» Текст для работы
┄┄┄┄┄┄┄┄┄┄

Придаваемая народу, мол, мечта заключается в альтернативе той тоски реальной жизни в России, из-за которой Гоголь в России аж жить не мог. Удирал в Италию. Именно в Италию, куда из Франции ещё не добрался ещё более скучный капитализм, победивший в Великую Французскую революцию феодализм.
Так вся тоска – уже не романтика, а переходящего в реализм Гоголя в «Вечерах…» (и в «Страшной мести») состоит в осознании, что альтернатива-то – не альтернатива. И надо успокоиться (хоть в жизни он всё-таки в Италию удирал). – Успокоиться и в том найти радость открытия.
И радость эта в «Страшной мести» выражается трезвым языком, каким изложен финал повести, обрамление сказки бандуриста в городе Глухове (название-то какое!).
Вот сравните сами.
Каким языком описывается мечта романтика-повествователя:
«За Киевом показалось неслыханное чудо. Все паны и гетьманы собирались дивиться сему чуду: вдруг стало видимо далеко во все концы света. Вдали засинел Лиман, за Лиманом разливалось Черное море. Бывалые люди узнали и Крым, горою подымавшийся из моря, и болотный Сиваш. По левую руку видна была земля Галичская.

┄┄┄┄┄┄┄┄┄┄

» Исходные данные
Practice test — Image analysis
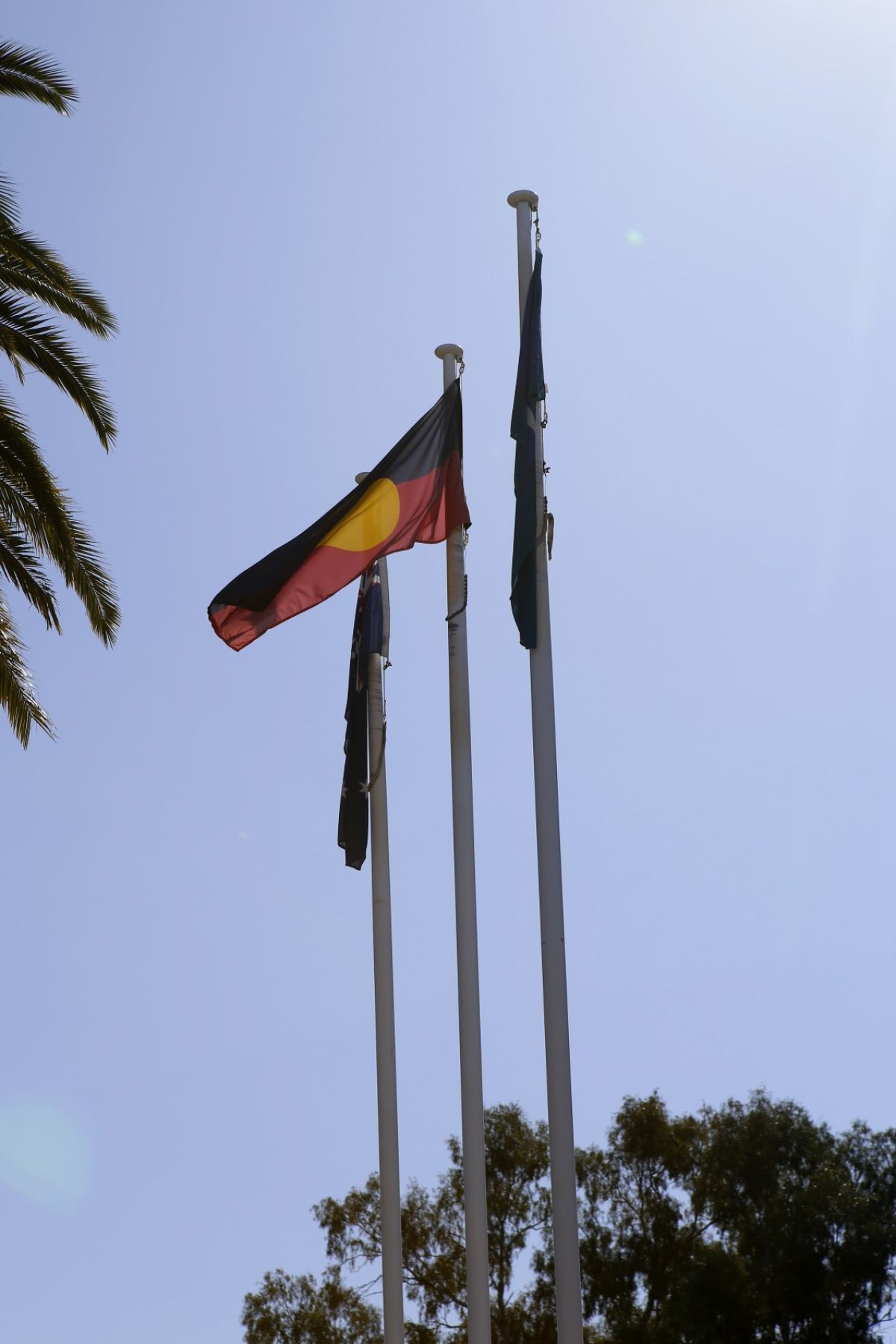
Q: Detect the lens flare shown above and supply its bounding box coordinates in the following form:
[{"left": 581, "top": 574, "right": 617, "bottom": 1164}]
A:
[{"left": 0, "top": 1102, "right": 90, "bottom": 1213}]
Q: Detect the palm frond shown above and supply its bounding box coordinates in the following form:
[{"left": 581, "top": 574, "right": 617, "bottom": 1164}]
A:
[
  {"left": 0, "top": 516, "right": 62, "bottom": 635},
  {"left": 0, "top": 390, "right": 121, "bottom": 645},
  {"left": 0, "top": 42, "right": 78, "bottom": 117},
  {"left": 0, "top": 286, "right": 116, "bottom": 450},
  {"left": 0, "top": 588, "right": 57, "bottom": 747},
  {"left": 0, "top": 229, "right": 118, "bottom": 337}
]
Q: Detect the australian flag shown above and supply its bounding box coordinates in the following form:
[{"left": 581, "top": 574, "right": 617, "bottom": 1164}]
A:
[{"left": 511, "top": 246, "right": 545, "bottom": 649}]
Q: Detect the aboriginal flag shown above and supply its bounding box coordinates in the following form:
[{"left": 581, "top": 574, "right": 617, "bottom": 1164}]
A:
[
  {"left": 337, "top": 561, "right": 388, "bottom": 868},
  {"left": 511, "top": 246, "right": 545, "bottom": 649},
  {"left": 208, "top": 380, "right": 470, "bottom": 649}
]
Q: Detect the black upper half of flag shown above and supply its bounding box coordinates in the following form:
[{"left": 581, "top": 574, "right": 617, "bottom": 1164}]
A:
[
  {"left": 208, "top": 380, "right": 470, "bottom": 649},
  {"left": 337, "top": 563, "right": 385, "bottom": 868},
  {"left": 511, "top": 252, "right": 545, "bottom": 649}
]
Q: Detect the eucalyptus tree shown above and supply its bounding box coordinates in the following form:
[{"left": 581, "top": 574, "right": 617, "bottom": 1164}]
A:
[{"left": 0, "top": 42, "right": 119, "bottom": 746}]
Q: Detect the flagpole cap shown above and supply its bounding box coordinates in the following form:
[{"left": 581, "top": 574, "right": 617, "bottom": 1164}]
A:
[
  {"left": 432, "top": 343, "right": 464, "bottom": 364},
  {"left": 508, "top": 191, "right": 538, "bottom": 210}
]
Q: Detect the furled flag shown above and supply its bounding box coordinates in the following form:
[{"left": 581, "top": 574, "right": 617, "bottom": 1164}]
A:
[
  {"left": 511, "top": 252, "right": 545, "bottom": 649},
  {"left": 337, "top": 561, "right": 388, "bottom": 868},
  {"left": 208, "top": 380, "right": 470, "bottom": 649}
]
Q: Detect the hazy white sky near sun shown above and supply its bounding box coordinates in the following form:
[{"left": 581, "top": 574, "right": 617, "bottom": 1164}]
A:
[{"left": 0, "top": 0, "right": 896, "bottom": 1344}]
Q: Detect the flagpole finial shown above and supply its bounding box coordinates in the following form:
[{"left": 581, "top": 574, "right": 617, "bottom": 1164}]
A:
[{"left": 432, "top": 343, "right": 464, "bottom": 364}]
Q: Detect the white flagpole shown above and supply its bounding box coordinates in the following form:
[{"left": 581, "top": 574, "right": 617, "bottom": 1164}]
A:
[
  {"left": 356, "top": 491, "right": 405, "bottom": 1344},
  {"left": 508, "top": 191, "right": 582, "bottom": 1344},
  {"left": 435, "top": 346, "right": 491, "bottom": 1344}
]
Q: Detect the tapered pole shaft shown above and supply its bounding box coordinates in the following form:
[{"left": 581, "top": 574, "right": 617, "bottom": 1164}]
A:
[
  {"left": 508, "top": 191, "right": 582, "bottom": 1344},
  {"left": 367, "top": 561, "right": 405, "bottom": 1344},
  {"left": 435, "top": 346, "right": 491, "bottom": 1344}
]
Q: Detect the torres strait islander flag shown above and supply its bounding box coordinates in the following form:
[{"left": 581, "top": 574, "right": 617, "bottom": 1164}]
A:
[{"left": 208, "top": 380, "right": 470, "bottom": 649}]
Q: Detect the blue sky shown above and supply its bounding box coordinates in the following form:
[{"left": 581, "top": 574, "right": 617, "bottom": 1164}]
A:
[{"left": 0, "top": 0, "right": 896, "bottom": 1344}]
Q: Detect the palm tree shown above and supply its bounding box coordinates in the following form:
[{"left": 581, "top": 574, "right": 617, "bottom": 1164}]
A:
[{"left": 0, "top": 42, "right": 119, "bottom": 746}]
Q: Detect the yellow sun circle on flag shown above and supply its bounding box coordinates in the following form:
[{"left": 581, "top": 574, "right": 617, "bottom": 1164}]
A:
[{"left": 320, "top": 479, "right": 402, "bottom": 551}]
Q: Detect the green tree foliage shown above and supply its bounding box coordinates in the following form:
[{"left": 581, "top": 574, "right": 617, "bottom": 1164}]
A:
[
  {"left": 243, "top": 1092, "right": 896, "bottom": 1344},
  {"left": 0, "top": 42, "right": 118, "bottom": 746}
]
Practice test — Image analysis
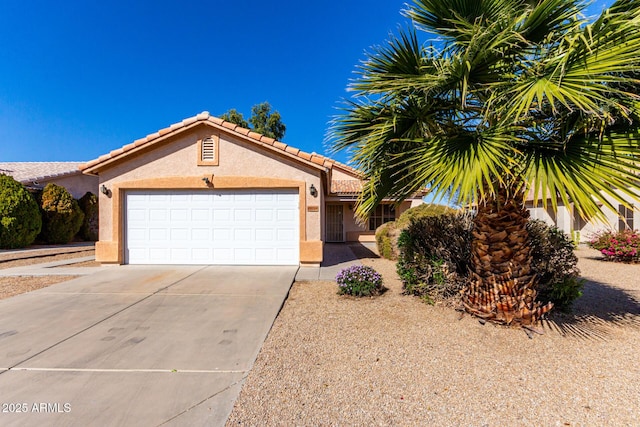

┄┄┄┄┄┄┄┄┄┄

» Задания
a) Перечислите все географические названия в цитате из текста о Гоголе, которая начинается словами «За Киевом показалось неслыханное чудо».
b) В каком городе, согласно тексту о Гоголе, происходит обрамление сказки бандуриста в «Страшной мести»?
Записи для работы не понадобятся.

» Ответы
a) Киев, Лиман, Черное море, Крым, Сиваш, земля Галичская.

b) В городе Глухове.